David Latham wrote:> I am trying to write a web application for the staff at my office to
> play a
> form of virtual Super14. Its a bit like any of the virtual sports
> available
> on the internet except this one is for Rugby.
>
> The relevant tables in my database are as follows:
>
> create table teams (
> id INT AUTO_INCREMENT NOT NULL,
> name VARCHAR(40),
> PRIMARY_KEY(id) );
>
> create table games (
> id INT AUTO_INCREMENT NOT NULL,
> date DATETIME, #Date of game
> home_teams_id INT, #id of home team
> away_teams_id INT, #id of away team
> home_team_score INT, #this is not meant to link to another table
> away_team_score INT, #this is not meant to link to another table
> PRIMARY_KEY (id) );
>
> In this example the home and away team records in games are supposed to
> link
> to a team record in teams.
>
> In the models, I was thinking that the game model would include,
> "has_many :teams"
> and the team model would include, "belongs_to :game"
>
> When I then look at the scaffold list for Games the home and away teams
> do not
> show up.
>
> Is there a better way to name the home and away team_id''s in the
games
> table
> that will fix this?
> or is there another more elegant way to handle this.
The problem you''ve run into is that you have two relationships from
game
to team, one for home team and one for away team. Rails can''t
automagically figure out what to do, so you have to tell it a bit more
than usual. You''ve also got the has_many and belongs_to methods in the
wrong classes, which is a common newbie mistake. But first, change the
foreign keys in games to be singular, home_team_id and away_team_id -
then you can call them game.home_team and game.away_team in your code.
class Game < AR
belongs_to :home_team, :class_name => "Team", :foreign_key =>
"home_team_id"

**Aim of the exercise:** List every column that the forum post above defines in its games table.

**Excerpted records:**
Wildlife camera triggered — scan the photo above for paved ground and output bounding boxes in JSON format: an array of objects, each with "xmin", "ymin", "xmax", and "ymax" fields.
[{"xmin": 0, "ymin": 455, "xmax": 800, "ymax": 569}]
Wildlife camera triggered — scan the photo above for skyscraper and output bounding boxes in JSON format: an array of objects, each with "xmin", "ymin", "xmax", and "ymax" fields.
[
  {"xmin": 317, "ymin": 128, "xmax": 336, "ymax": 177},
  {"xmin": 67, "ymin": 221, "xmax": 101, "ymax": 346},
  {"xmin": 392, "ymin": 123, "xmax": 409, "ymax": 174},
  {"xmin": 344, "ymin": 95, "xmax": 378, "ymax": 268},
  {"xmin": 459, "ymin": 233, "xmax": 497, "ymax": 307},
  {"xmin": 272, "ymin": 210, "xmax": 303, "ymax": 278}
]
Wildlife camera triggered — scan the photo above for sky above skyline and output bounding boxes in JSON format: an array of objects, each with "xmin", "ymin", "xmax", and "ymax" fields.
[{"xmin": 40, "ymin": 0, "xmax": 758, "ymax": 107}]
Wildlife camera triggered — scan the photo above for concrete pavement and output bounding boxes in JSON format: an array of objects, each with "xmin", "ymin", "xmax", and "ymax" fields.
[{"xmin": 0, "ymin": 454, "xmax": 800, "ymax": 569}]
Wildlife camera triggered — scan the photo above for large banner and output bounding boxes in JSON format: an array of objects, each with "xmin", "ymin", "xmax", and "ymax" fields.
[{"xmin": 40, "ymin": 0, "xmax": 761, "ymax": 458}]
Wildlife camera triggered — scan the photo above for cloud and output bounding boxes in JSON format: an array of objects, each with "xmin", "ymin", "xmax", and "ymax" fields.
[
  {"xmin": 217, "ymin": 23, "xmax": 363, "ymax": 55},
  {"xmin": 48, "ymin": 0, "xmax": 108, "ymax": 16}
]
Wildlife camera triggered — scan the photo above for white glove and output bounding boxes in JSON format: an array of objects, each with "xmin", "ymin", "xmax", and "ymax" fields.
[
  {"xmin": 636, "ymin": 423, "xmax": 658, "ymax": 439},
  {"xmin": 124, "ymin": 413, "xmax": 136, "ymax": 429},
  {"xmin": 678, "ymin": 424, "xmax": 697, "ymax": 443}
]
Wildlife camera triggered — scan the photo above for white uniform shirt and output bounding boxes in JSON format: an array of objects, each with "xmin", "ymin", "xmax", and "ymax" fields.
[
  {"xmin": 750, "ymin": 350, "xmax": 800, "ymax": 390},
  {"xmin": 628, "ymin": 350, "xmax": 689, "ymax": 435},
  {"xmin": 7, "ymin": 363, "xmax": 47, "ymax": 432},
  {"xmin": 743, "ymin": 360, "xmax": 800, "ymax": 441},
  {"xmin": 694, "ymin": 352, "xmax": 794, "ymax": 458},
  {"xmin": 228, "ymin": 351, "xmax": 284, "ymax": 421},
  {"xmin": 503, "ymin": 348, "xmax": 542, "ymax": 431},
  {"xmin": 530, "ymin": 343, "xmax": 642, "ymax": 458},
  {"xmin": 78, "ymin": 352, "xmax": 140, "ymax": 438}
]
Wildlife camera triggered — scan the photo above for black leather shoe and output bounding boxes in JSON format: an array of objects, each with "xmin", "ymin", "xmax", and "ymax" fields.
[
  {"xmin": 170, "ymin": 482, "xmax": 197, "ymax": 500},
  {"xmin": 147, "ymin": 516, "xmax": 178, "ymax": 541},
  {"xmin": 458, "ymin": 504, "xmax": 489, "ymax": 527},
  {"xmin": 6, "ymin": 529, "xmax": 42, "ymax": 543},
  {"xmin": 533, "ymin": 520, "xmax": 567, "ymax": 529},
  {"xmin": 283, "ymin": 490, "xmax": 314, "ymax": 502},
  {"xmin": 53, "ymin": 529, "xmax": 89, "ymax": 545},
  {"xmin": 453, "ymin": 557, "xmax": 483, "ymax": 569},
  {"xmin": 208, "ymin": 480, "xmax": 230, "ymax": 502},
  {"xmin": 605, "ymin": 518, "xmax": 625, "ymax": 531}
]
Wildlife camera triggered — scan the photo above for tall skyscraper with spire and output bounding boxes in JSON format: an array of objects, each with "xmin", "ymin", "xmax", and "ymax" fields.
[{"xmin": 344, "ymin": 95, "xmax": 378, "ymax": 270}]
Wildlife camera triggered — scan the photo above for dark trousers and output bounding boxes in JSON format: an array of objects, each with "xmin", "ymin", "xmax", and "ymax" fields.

**Finished answer:** id, date, home_teams_id, away_teams_id, home_team_score, away_team_score